[Task A]
Which lines of the listing below contain the string "discharge", counting case? Report each of those lines in full.
━━━━━ Passage to read
Anyone attempting to buy ones way into European sophistication a ghastly goal to begin with with a Le Creuset pot will fail miserably.
Quote:
Originally Posted by
dmz 
The topic deserved a nudge back to something less snobbish.
Nothing snobbish about Le Creuset. It's like saying Americans eat pasta to put on Italian (or Chinese) airs. Not true. They just like pasta and like many things of foreign origin, in America is Americanized. The snobbery is in viewing the innocuous act of buying a kitchen appliance as a character flaw symbolic of a societal flaw.
Quote:
Originally Posted by
dmz 
Conspicuous consumption is always in bad taste -- willfully putting it on display.
You've got the wrong target. Le Creuset is not conspicuous consumption any more than sleeping on a mattress is conspicuous consumption. This past week someone bought a diamond-encrusted skull for 130 million dollars. That's your target. Some have argued a $600 phone is conspicuous consumption. But Le Creuset? You might as well target French toast.
━━━━━━━━━━
━━━━━ Information shown
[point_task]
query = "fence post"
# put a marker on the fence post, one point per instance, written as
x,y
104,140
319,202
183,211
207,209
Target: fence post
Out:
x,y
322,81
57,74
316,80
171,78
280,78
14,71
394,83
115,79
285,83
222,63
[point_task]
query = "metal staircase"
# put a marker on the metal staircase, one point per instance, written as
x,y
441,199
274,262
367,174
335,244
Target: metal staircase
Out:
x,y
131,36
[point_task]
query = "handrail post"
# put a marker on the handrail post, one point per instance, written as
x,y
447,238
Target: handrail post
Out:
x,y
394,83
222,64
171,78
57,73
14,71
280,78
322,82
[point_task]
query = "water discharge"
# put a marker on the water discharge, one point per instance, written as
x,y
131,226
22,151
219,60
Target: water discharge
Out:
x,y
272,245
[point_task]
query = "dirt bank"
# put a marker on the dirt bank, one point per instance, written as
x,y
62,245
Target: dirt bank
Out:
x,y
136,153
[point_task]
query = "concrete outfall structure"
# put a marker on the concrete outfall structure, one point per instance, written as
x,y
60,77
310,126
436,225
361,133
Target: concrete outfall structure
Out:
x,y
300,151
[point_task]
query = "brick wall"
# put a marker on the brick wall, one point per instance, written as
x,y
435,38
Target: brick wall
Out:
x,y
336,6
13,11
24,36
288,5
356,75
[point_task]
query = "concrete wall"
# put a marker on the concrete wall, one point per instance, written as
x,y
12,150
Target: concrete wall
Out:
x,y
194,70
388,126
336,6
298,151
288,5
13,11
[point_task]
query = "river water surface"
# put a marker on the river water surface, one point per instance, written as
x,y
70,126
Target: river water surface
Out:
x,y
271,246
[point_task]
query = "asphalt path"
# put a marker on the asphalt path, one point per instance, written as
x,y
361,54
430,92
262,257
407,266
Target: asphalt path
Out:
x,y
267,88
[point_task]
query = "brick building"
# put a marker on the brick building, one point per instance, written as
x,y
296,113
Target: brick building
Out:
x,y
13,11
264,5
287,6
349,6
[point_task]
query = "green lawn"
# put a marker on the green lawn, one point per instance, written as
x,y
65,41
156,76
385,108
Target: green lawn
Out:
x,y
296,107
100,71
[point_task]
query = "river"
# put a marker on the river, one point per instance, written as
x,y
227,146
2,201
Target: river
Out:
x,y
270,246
━━━━━━━━━━
[Task B]
Reproduce the part of the Le Creuset discussion above starting with "Nothing snobbish about" and going on through "it on display.".

[Finished answer A]
query = "water discharge"
# put a marker on the water discharge, one point per instance, written as
Target: water discharge

[Finished answer B]
Nothing snobbish about Le Creuset. It's like saying Americans eat pasta to put on Italian (or Chinese) airs. Not true. They just like pasta and like many things of foreign origin, in America is Americanized. The snobbery is in viewing the innocuous act of buying a kitchen appliance as a character flaw symbolic of a societal flaw.
Quote:
Originally Posted by
dmz 
Conspicuous consumption is always in bad taste -- willfully putting it on display.